▶ EXERCISE DATA

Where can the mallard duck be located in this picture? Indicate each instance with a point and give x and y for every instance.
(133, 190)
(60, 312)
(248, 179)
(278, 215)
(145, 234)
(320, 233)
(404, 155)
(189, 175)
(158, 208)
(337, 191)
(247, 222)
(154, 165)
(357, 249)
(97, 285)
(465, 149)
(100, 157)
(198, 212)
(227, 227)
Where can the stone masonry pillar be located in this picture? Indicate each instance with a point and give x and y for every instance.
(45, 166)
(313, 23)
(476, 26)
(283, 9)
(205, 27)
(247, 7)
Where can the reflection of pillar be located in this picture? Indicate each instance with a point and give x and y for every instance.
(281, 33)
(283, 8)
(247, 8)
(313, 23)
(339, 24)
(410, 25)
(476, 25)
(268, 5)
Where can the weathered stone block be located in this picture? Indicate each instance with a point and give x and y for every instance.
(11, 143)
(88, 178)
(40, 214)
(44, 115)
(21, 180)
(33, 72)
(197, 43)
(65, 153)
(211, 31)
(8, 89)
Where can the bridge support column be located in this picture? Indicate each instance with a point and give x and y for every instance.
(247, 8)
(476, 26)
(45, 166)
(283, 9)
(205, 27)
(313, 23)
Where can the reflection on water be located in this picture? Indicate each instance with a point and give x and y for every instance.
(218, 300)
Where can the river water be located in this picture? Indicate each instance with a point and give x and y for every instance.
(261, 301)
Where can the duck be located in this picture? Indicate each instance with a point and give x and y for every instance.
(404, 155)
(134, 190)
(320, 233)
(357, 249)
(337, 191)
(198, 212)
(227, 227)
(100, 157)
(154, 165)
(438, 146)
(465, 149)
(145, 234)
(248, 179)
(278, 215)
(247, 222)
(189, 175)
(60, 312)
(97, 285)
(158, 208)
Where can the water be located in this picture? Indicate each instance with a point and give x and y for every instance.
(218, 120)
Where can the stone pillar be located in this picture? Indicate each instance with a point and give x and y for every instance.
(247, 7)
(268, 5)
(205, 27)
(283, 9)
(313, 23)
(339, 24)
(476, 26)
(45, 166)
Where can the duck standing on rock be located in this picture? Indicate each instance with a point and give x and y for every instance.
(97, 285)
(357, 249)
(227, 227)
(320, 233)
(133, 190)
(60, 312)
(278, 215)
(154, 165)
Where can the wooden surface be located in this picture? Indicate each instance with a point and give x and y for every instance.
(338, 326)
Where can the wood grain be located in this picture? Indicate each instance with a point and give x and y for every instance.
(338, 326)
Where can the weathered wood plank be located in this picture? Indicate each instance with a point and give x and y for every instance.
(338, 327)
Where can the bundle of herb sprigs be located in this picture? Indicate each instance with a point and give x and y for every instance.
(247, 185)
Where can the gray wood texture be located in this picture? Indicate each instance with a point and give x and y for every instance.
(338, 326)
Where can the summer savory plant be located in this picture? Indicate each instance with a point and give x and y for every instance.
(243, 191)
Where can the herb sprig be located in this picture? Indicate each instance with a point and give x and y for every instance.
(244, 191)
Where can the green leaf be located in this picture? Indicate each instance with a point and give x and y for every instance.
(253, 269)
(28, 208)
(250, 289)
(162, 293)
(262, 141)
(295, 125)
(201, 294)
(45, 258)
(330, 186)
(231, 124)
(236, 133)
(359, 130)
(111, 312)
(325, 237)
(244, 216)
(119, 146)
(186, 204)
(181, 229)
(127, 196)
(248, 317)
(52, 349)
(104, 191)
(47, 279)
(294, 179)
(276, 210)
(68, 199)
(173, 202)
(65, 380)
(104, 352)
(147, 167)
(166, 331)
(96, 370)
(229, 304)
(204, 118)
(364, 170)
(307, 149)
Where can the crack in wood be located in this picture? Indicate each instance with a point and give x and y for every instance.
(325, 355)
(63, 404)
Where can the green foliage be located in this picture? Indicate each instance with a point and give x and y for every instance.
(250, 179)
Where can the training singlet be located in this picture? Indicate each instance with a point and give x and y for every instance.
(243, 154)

▶ STATED EXERCISE
Reproduce all of the records above verbatim, line for line and in their original order.

▶ RESPONSE TO THIS TASK
Where can the mallard duck be located in this picture? Indicate each instance with a point and give x and y for every instance.
(133, 190)
(60, 312)
(248, 179)
(278, 215)
(145, 234)
(320, 233)
(404, 155)
(189, 175)
(158, 208)
(337, 191)
(247, 222)
(154, 165)
(357, 249)
(97, 285)
(465, 149)
(100, 157)
(198, 212)
(227, 227)
Where can the stone masonry pillar be located in this picture? Indicate each instance with a point and give x and y for every instance.
(45, 166)
(313, 23)
(476, 26)
(283, 9)
(205, 27)
(247, 7)
Where can the reflection of pillar be located in this picture? Indicate each instance with a point and give x and y for every instance.
(281, 33)
(283, 8)
(247, 8)
(313, 23)
(339, 24)
(410, 25)
(476, 25)
(268, 5)
Where can the weathered stone block be located in this picture? Indicate each instance with a point and give x and y for every instance.
(11, 143)
(88, 178)
(40, 214)
(44, 115)
(21, 180)
(33, 72)
(197, 43)
(65, 153)
(211, 31)
(8, 89)
Where can the bridge support column be located in this picture? Indicate each instance with a point and give x and y for every instance.
(247, 8)
(476, 26)
(45, 166)
(283, 9)
(205, 27)
(313, 23)
Where can the reflection on water be located in this picture? Indicate each instance with a point and give x and y for every instance.
(218, 300)
Where can the river water be located in this picture? Indicate each instance with a point and give x and y for every instance.
(261, 301)
Where can the duck be located in this picture? Indicate each instance with a point and give x and y for every instance.
(404, 155)
(134, 190)
(320, 233)
(357, 249)
(337, 191)
(198, 212)
(227, 227)
(100, 157)
(154, 165)
(438, 146)
(465, 149)
(145, 234)
(248, 179)
(278, 215)
(247, 222)
(189, 175)
(60, 312)
(97, 285)
(158, 208)
Where can the water be located in this picture? Indicate each instance with a point and give x and y for every instance.
(218, 120)
Where can the stone pillar be located in this picture? Indicate each instance with a point and give x and y for every instance.
(247, 7)
(268, 5)
(205, 27)
(283, 9)
(313, 23)
(339, 24)
(476, 26)
(45, 166)
Where can the duck standing on rock be located in this picture? Indicate each instance with a point and give x and y for every instance.
(97, 285)
(357, 249)
(227, 227)
(320, 233)
(133, 190)
(60, 312)
(278, 215)
(154, 165)
Where can the wooden surface be located in this picture? Indicate each instance with a point and give x and y for every instance.
(338, 326)
Where can the wood grain be located in this picture? Indicate each instance with a point and give x and y for every instance.
(338, 326)
Where can the weathered wood plank be located in this picture? Indicate each instance with a point and give x and y for every instance.
(338, 327)
Where can the bundle of herb sprigs be located in this picture? Indicate each instance with a point and give x and y for every instance.
(247, 185)
Where can the gray wood texture be located in this picture? Indicate each instance with a point and give x and y for every instance.
(338, 326)
Where can the summer savory plant be located in this picture? Indicate each instance with a point and give x and y for every instance.
(243, 191)
Where can the herb sprig be located in this picture? Indicate each instance with a point and give x and y for every instance.
(244, 191)
Where can the green leaf be located in this picture? Indicate each instance with a point and give x and y for every instance.
(253, 269)
(28, 208)
(250, 289)
(162, 293)
(262, 141)
(295, 125)
(201, 294)
(45, 258)
(330, 186)
(231, 124)
(236, 133)
(359, 130)
(111, 312)
(325, 237)
(244, 216)
(119, 146)
(186, 204)
(181, 229)
(127, 196)
(248, 317)
(52, 349)
(104, 191)
(47, 279)
(294, 179)
(276, 210)
(68, 199)
(173, 202)
(65, 380)
(104, 352)
(147, 167)
(166, 331)
(96, 370)
(229, 304)
(204, 118)
(364, 170)
(307, 149)
Where can the crack in wood be located in this picture? Indicate each instance with a point and give x and y for every instance.
(325, 355)
(63, 404)
Where can the green foliage be located in this picture? Indicate each instance with a point and give x and y for every instance.
(250, 179)
Where can the training singlet be located in this picture? Indicate each instance with a point and give x and y for every instance.
(243, 154)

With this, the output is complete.